I'm thinking of starting at 8:00 am, looks like Rivas is on. Maybe he can give you a ride?


----------



## arivas (Oct 11, 2005)

Maybe I can arange something for the way up as observatorio is close to where I live, going from El Desierto to metro observatorio is easy, either by bus ($10 pesos) or we could share a cab; what do you think Rene?

El Rivas


----------



## rzozaya1969 (Nov 28, 2004)

I've done almost that climb.. I got very high to a point where you see some anthena's or something I can't remember which. Its just a very long fireroad climb (and fast descent). I didn't do the whole tour.

Envy, Envy, Envy..... :madmax: rft: I still can't ride, and I think my first rides will be urban runs....

Grrrrr

Mada.. that bike in the pic is actually very niiice.. it's the silver one is the one that's ugly..

j/k you really have a nice bike.


----------



## tacubaya (Jan 27, 2006)

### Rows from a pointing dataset
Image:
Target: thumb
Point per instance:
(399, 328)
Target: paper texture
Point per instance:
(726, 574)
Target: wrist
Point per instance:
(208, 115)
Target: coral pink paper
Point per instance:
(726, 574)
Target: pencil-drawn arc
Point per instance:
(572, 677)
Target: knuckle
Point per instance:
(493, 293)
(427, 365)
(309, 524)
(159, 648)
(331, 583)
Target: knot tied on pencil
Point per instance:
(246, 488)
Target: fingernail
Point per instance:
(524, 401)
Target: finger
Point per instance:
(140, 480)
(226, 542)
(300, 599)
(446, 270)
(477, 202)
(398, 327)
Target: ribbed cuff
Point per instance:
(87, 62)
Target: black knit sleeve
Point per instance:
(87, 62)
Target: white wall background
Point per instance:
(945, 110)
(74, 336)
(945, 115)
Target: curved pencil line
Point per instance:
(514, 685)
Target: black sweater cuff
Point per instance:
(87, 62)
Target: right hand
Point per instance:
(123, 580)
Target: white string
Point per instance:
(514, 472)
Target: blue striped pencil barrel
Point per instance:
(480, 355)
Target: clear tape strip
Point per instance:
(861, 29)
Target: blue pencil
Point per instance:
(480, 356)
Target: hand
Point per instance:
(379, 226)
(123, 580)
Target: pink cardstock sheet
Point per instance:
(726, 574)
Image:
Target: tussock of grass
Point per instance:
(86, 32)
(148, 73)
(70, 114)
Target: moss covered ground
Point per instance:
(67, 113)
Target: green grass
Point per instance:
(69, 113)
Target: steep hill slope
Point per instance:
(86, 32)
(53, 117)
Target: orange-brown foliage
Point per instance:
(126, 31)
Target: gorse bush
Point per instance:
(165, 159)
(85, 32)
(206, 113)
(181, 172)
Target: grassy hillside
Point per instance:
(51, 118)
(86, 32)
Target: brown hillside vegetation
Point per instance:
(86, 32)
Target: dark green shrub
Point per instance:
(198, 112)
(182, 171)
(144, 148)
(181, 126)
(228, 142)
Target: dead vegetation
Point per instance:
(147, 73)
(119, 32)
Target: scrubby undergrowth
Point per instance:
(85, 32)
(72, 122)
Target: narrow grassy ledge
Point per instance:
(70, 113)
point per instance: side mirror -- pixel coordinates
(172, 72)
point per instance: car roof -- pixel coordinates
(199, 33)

### Task requirements
A - Format the records from the line containing "Target: green grass" through the end of the records as a JSON list of strings, one string per line, with blank lines omitted.
B - Resume the mountain biking forum thread from where it stops.
These records are unrelated to the mountain biking forum thread.

### Expected results
A -
[
  "Target: green grass",
  "Point per instance:",
  "(69, 113)",
  "Target: steep hill slope",
  "Point per instance:",
  "(86, 32)",
  "(53, 117)",
  "Target: orange-brown foliage",
  "Point per instance:",
  "(126, 31)",
  "Target: gorse bush",
  "Point per instance:",
  "(165, 159)",
  "(85, 32)",
  "(206, 113)",
  "(181, 172)",
  "Target: grassy hillside",
  "Point per instance:",
  "(51, 118)",
  "(86, 32)",
  "Target: brown hillside vegetation",
  "Point per instance:",
  "(86, 32)",
  "Target: dark green shrub",
  "Point per instance:",
  "(198, 112)",
  "(182, 171)",
  "(144, 148)",
  "(181, 126)",
  "(228, 142)",
  "Target: dead vegetation",
  "Point per instance:",
  "(147, 73)",
  "(119, 32)",
  "Target: scrubby undergrowth",
  "Point per instance:",
  "(85, 32)",
  "(72, 122)",
  "Target: narrow grassy ledge",
  "Point per instance:",
  "(70, 113)",
  "point per instance: side mirror -- pixel coordinates",
  "(172, 72)",
  "point per instance: car roof -- pixel coordinates",
  "(199, 33)"
]

B -
Estas chavo Mada..


----------



## Gambox (Jun 30, 2004)

I did allmost the same rute 2 weeks ago and i can't wait to do it again soon :thumbsup:


----------



## elmadaleno (Jul 8, 2005)

Gambox said:


> I did allmost the same rute 2 weeks ago and i can't wait to do it again soon :thumbsup:


Wow, did you take that picture on top of the "Guardabosques" tower?


----------



## Gambox (Jun 30, 2004)

Yes, it was beautiful that day  
I have more pictures HERE


----------



## Gambox (Jun 30, 2004)

...


----------



## Warp (May 24, 2004)

Gambox said:


> Yes, the day was beautiful that day
> I have more pictures HERE


Cool pics, Gambox!!

Any chance for a ride to Desierto this weekend? :ihih:


----------



## elmadaleno (Jul 8, 2005)

Gambox said:


> Yes, it was beautiful that day
> I have more pictures HERE


Awesome pictures!!! Did you take your SRL camera up there?


----------



## Gambox (Jun 30, 2004)

yes, i I bought one Pentax k100d slr , great camera :thumbsup:


----------



## Gambox (Jun 30, 2004)

I can't go this weekend, i'm going to the Xtreme adventure in el chirris hidalgo


----------



## arivas (Oct 11, 2005)

I thought it was next week???? Are you doing the 70km?

El Rivas


----------



## Gambox (Jun 30, 2004)

you are right is in may 12
I'm just going to take pictures :eekster: 
Hope i see you there


----------



## arivas (Oct 11, 2005)

See you there then!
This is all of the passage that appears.